__Exercise aim__
In the entries below, rename "diced red beet" to "cubed beetroot" and write everything out again, leaving all else as it is.
# # # #
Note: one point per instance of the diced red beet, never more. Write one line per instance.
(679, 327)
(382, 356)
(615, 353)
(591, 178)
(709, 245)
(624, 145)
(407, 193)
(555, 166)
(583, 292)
# # # #
__Expected answer__
Note: one point per instance of the cubed beetroot, never more. Write one line per instance.
(679, 327)
(382, 356)
(615, 353)
(591, 178)
(709, 245)
(624, 145)
(407, 193)
(555, 166)
(583, 292)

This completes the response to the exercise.